- **EXERCISE DESCRIPTION**:
In the listing that follows, count each line containing the string "like" and report only the count.

*** SUPPLIED RECORDS ***

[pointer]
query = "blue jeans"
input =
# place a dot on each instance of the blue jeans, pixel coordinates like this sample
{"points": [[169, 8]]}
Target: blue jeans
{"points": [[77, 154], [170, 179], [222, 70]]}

***
*** SUPPLIED RECORDS ***

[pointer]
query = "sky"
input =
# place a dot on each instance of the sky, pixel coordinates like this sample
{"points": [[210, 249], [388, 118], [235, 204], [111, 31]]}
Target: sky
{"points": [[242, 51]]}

***

- **RESULT OF THIS EXERCISE**:
2